**Objective:**
Convert the entries below into a JSON list of strings, with one string for each line and any blank lines omitted.

--------------------

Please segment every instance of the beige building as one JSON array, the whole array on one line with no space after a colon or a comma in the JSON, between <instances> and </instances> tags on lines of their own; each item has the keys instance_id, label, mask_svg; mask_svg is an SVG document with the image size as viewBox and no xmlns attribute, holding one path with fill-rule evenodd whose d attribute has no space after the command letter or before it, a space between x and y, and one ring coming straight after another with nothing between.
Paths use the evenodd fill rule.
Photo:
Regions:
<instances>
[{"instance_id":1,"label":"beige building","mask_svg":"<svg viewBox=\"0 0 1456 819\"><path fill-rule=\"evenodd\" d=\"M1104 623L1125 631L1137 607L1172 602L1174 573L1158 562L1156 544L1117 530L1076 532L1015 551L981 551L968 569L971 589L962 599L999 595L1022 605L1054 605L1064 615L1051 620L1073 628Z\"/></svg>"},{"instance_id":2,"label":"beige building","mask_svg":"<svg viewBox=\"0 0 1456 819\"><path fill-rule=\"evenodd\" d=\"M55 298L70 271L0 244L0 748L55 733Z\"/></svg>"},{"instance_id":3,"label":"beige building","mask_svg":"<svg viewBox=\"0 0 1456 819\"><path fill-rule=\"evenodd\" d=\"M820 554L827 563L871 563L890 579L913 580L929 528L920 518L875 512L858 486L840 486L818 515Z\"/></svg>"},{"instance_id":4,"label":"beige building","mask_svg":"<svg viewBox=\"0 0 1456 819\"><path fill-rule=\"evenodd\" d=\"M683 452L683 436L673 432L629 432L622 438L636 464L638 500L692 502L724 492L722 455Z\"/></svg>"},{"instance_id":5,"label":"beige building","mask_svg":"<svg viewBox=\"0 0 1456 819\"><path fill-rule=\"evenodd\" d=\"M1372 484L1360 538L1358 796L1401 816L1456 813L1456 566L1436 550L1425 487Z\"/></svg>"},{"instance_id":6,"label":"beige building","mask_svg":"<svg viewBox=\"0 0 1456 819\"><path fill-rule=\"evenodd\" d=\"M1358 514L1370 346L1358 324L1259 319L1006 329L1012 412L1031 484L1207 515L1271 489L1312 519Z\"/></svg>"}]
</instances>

--------------------

**Response below:**
[
  "Please segment every instance of the beige building as one JSON array, the whole array on one line with no space after a colon or a comma in the JSON, between <instances> and </instances> tags on lines of their own; each item has the keys instance_id, label, mask_svg; mask_svg is an SVG document with the image size as viewBox and no xmlns attribute, holding one path with fill-rule evenodd whose d attribute has no space after the command letter or before it, a space between x and y, and one ring coming straight after another with nothing between.",
  "Paths use the evenodd fill rule.",
  "Photo:",
  "Regions:",
  "<instances>",
  "[{\"instance_id\":1,\"label\":\"beige building\",\"mask_svg\":\"<svg viewBox=\\\"0 0 1456 819\\\"><path fill-rule=\\\"evenodd\\\" d=\\\"M1104 623L1125 631L1137 607L1172 602L1174 573L1158 562L1156 544L1117 530L1076 532L1015 551L981 551L968 569L971 589L962 599L999 595L1022 605L1054 605L1064 615L1051 620L1073 628Z\\\"/></svg>\"},{\"instance_id\":2,\"label\":\"beige building\",\"mask_svg\":\"<svg viewBox=\\\"0 0 1456 819\\\"><path fill-rule=\\\"evenodd\\\" d=\\\"M55 298L70 271L0 244L0 748L55 733Z\\\"/></svg>\"},{\"instance_id\":3,\"label\":\"beige building\",\"mask_svg\":\"<svg viewBox=\\\"0 0 1456 819\\\"><path fill-rule=\\\"evenodd\\\" d=\\\"M820 554L827 563L871 563L890 579L913 580L929 528L920 518L875 512L858 486L840 486L818 515Z\\\"/></svg>\"},{\"instance_id\":4,\"label\":\"beige building\",\"mask_svg\":\"<svg viewBox=\\\"0 0 1456 819\\\"><path fill-rule=\\\"evenodd\\\" d=\\\"M683 452L683 436L673 432L629 432L622 438L636 464L638 500L692 502L724 492L722 455Z\\\"/></svg>\"},{\"instance_id\":5,\"label\":\"beige building\",\"mask_svg\":\"<svg viewBox=\\\"0 0 1456 819\\\"><path fill-rule=\\\"evenodd\\\" d=\\\"M1372 484L1360 538L1358 796L1401 816L1456 813L1456 566L1436 550L1425 487Z\\\"/></svg>\"},{\"instance_id\":6,\"label\":\"beige building\",\"mask_svg\":\"<svg viewBox=\\\"0 0 1456 819\\\"><path fill-rule=\\\"evenodd\\\" d=\\\"M1358 514L1370 346L1358 324L1259 319L1006 329L1012 412L1031 484L1207 515L1271 489L1312 519Z\\\"/></svg>\"}]",
  "</instances>"
]